◆ REQUIRED TASK ◆
Please reproduce the listing below, swapping each "Point to" for "Mark" and leaving everything else unchanged.

Stored dataset items:

★ ★ ★ ★ ★

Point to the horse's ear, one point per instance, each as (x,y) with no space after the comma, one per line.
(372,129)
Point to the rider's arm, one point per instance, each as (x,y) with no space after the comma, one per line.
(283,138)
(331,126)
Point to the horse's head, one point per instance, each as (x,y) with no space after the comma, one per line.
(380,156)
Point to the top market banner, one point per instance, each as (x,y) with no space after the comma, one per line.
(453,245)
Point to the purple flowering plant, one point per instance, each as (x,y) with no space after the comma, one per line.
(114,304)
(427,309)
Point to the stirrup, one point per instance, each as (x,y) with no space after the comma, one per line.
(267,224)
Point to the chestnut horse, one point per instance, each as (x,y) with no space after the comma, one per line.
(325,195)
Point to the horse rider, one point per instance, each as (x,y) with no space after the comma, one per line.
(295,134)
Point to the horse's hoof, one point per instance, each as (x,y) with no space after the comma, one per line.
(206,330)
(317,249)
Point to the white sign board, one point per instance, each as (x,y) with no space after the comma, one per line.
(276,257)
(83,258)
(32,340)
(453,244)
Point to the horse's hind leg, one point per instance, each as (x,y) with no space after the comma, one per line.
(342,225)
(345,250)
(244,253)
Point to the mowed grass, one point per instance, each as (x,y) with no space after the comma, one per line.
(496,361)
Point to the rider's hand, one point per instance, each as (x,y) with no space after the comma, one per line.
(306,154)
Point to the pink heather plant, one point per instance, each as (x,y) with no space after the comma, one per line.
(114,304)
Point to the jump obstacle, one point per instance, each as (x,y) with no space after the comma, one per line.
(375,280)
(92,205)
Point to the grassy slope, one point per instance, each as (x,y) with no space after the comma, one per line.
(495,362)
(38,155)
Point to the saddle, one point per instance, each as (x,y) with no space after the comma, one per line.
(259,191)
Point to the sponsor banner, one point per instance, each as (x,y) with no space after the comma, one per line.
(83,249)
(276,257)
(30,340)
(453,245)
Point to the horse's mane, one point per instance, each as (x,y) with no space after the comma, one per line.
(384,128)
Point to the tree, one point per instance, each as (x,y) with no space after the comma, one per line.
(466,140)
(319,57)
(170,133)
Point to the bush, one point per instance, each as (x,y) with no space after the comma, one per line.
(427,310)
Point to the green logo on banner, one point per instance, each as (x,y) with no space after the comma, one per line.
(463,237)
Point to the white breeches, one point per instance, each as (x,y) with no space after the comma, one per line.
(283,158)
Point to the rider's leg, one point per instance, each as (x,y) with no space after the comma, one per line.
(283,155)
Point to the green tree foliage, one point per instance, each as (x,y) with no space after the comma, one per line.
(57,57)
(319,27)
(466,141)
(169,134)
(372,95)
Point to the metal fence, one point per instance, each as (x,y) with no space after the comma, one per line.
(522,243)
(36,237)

★ ★ ★ ★ ★

◆ PROBLEM SOLUTION ◆
Mark the horse's ear, one point per instance, each as (x,y) with no space after the comma, one per line.
(372,129)
Mark the rider's arm, one point per instance, each as (x,y) with no space after the comma, one per line.
(283,138)
(331,126)
Mark the horse's head, one point per instance, each as (x,y) with no space after the comma, one per line.
(380,156)
Mark the top market banner, one point per instance, each as (x,y) with no space after the comma, one per line.
(453,245)
Mark the purple flowering plant, one point per instance, each as (x,y) with no space after the comma, one per line.
(114,304)
(427,309)
Mark the stirrup, one point per instance, each as (x,y) with no space after the comma, one per line.
(267,224)
Mark the chestnut horse, one point per instance, each as (x,y) with no space after the comma, one per line.
(325,195)
Mark the horse rider, one point per instance, each as (x,y) with no space after the comma, one per line.
(295,134)
Mark the horse's hoof, one point per instance, each as (x,y) with no space after the comma, one per line.
(206,330)
(317,249)
Mark the white sign board, one point per instance, each as (x,y) with no space after the comma, one per line.
(276,257)
(83,258)
(32,340)
(453,244)
Mark the horse's hind leg, one point per instance, each as (x,y) with no space after the comma, one per line.
(342,225)
(345,250)
(244,253)
Mark the mowed grass, one point per instance, each as (x,y) with no space after the comma, one per line.
(496,361)
Mark the rider's hand, one point per instance, each as (x,y) with no space after the comma, one per line.
(306,154)
Mark the pink heather plant, one point per instance, each as (x,y) with no space after the comma, one per line.
(114,304)
Mark the jump obstacle, one point per instance, each as (x,y) with no space after the comma, one per line.
(375,280)
(92,205)
Mark the grassy slope, one point per instance, each as (x,y) with no space after the comma, one per line.
(495,362)
(38,155)
Mark the saddle, one point per instance, each as (x,y) with no space after the comma, one per line.
(259,191)
Mark the sponsor banner, one point per instance, each as (x,y) with no space after the comma, one per line.
(83,249)
(276,257)
(30,340)
(453,245)
Mark the horse's mane, one point per instance, each as (x,y) with no space after the comma, one per line.
(384,128)
Mark the tree, one point per instance, each as (x,y) with no space after the comma, one per line.
(466,140)
(319,57)
(170,133)
Mark the bush, one point per instance, each as (x,y) with no space after the comma, one per line.
(427,310)
Mark the green logo on banner, one point per instance, each as (x,y) with no space after the comma, one per line.
(463,237)
Mark the white breeches, one point per instance, each as (x,y) with no space after the comma, one per line.
(283,158)
Mark the rider's leg, one point per instance, each as (x,y) with no space after the comma, one per line.
(283,155)
Mark the green tree foliage, one point per instance, each as (x,y) with no space after the comma, one per line.
(57,57)
(319,27)
(466,141)
(169,134)
(372,95)
Mark the metal fence, one point per instance, each as (x,y) with no space after the comma, one per line.
(522,243)
(36,237)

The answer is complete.